Transcribe all of the records below word for word, leaving out the pictures.

(Records for location labeling)
──────────────────────────────
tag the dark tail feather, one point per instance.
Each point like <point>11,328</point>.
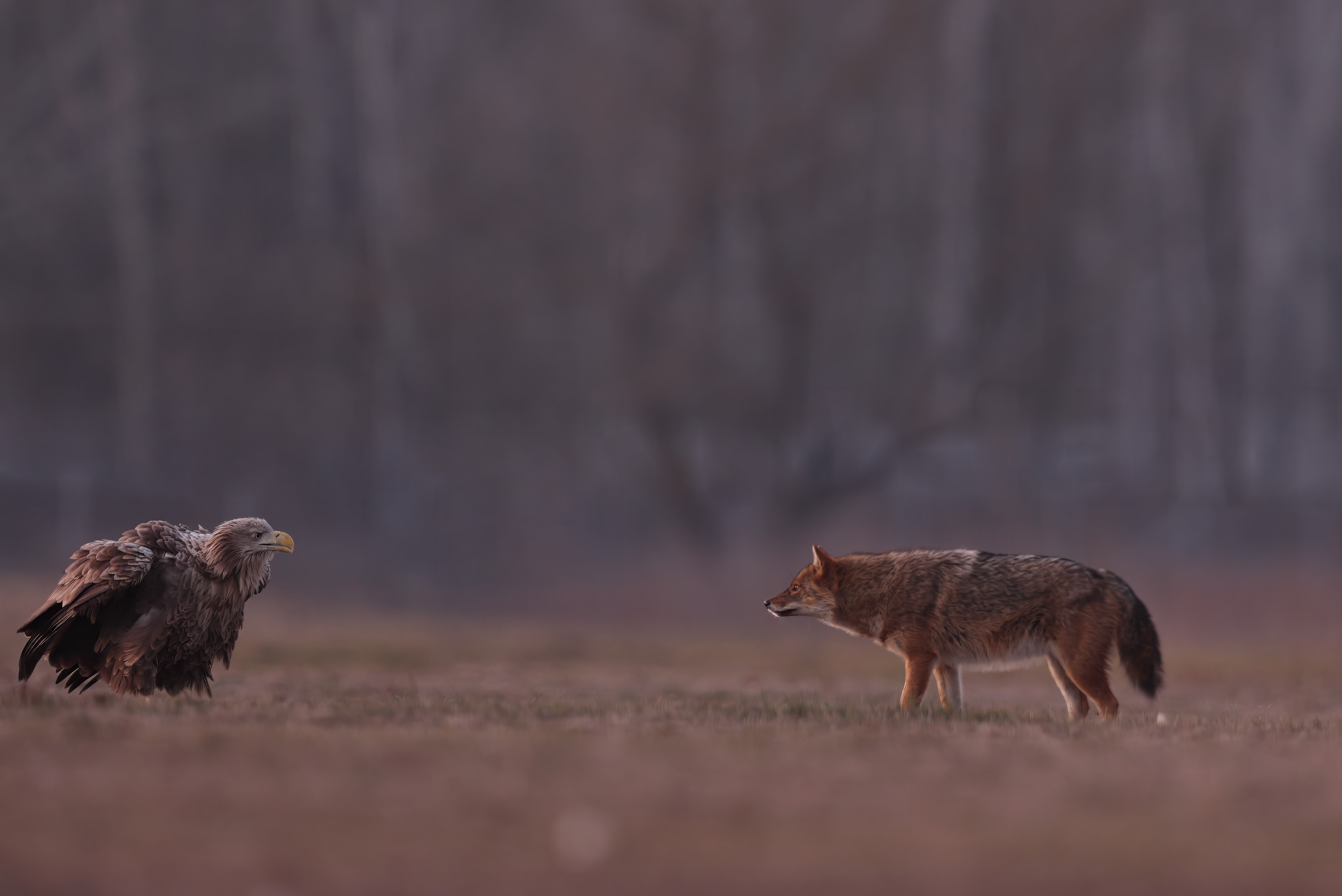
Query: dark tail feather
<point>1139,646</point>
<point>42,640</point>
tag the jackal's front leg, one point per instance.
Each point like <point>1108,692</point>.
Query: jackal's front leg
<point>917,673</point>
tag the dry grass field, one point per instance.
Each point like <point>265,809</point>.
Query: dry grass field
<point>472,757</point>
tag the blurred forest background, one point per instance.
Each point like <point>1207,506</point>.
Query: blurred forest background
<point>499,293</point>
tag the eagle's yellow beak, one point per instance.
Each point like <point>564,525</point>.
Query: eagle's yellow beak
<point>281,542</point>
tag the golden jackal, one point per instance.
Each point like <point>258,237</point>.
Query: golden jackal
<point>952,611</point>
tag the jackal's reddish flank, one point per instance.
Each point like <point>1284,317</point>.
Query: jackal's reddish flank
<point>961,610</point>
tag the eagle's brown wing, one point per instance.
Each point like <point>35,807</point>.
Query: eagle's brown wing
<point>66,627</point>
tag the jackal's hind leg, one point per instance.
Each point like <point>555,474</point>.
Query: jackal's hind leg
<point>1092,677</point>
<point>1077,704</point>
<point>948,685</point>
<point>917,674</point>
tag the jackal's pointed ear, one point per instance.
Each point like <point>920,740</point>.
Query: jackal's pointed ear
<point>822,561</point>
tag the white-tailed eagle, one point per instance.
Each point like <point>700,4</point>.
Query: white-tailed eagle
<point>155,608</point>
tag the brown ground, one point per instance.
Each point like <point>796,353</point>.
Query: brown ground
<point>411,757</point>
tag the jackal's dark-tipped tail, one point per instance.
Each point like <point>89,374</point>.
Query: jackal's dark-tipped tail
<point>1139,646</point>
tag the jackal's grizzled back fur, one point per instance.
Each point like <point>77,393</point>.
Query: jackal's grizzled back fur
<point>951,610</point>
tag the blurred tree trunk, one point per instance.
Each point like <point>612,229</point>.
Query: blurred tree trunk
<point>380,175</point>
<point>956,191</point>
<point>1292,108</point>
<point>132,238</point>
<point>1180,260</point>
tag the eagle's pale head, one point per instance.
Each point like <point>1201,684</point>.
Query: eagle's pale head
<point>239,540</point>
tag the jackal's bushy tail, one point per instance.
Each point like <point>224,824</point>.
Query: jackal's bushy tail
<point>1139,646</point>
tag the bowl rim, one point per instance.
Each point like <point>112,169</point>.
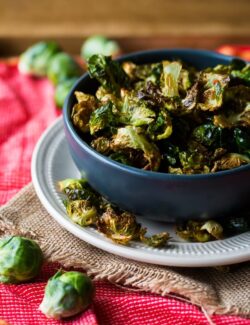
──────────────────────────────
▸ Written response:
tag the dark tail feather, one point per instance.
Each point like <point>11,328</point>.
Query: dark tail feather
<point>1139,646</point>
<point>42,640</point>
tag the jackal's front leg, one point per instance.
Each point like <point>1108,692</point>.
Query: jackal's front leg
<point>917,673</point>
tag the dry grass field, one point per instance.
Each point like <point>265,809</point>.
Query: dry grass field
<point>472,757</point>
tag the blurred forest background, one point per instance.
Each point like <point>1207,506</point>.
Query: blurred forest background
<point>499,293</point>
tag the eagle's yellow beak, one point per instance.
Each point like <point>564,525</point>.
Query: eagle's yellow beak
<point>281,542</point>
tag the golden jackal, one point per instance.
Each point like <point>258,237</point>.
Query: golden jackal
<point>952,611</point>
tag the jackal's reddish flank, one point per instance.
Each point like <point>1284,317</point>.
Query: jackal's reddish flank
<point>961,610</point>
tag the eagle's brown wing, one point per instance.
Each point like <point>35,807</point>.
Query: eagle's brown wing
<point>66,627</point>
tag the jackal's hind leg, one point per instance.
Each point like <point>555,474</point>.
Query: jackal's hind leg
<point>1092,677</point>
<point>1077,704</point>
<point>948,685</point>
<point>917,674</point>
tag the jackal's pointed ear, one point per instance.
Each point like <point>920,740</point>.
Query: jackal's pointed ear
<point>822,561</point>
tag the white-tailed eagle, one point per instance.
Each point like <point>700,4</point>.
Query: white-tailed eagle
<point>155,608</point>
tag the brown ground, one point per instance.
Each point like <point>796,353</point>.
Query: brown ground
<point>411,757</point>
tag the jackal's dark-tipped tail, one point per instance.
Each point like <point>89,374</point>.
Query: jackal's dark-tipped tail
<point>1139,646</point>
tag the jackal's grizzled back fur, one point per instance.
Each point like <point>77,393</point>.
Query: jackal's grizzled back fur
<point>951,610</point>
tag the blurred tree trunk, one point per instance.
Each point like <point>612,229</point>.
Query: blurred tree trunk
<point>380,175</point>
<point>956,191</point>
<point>1292,108</point>
<point>132,238</point>
<point>1180,260</point>
tag the eagle's pale head, one point per instance.
Each point like <point>1201,684</point>.
Query: eagle's pale head
<point>239,540</point>
tag the jackal's bushy tail, one point per instance.
Each point like <point>224,824</point>.
Query: jackal's bushy tail
<point>1139,646</point>
tag the bowl rim, one point per instance.
Each point like <point>112,169</point>.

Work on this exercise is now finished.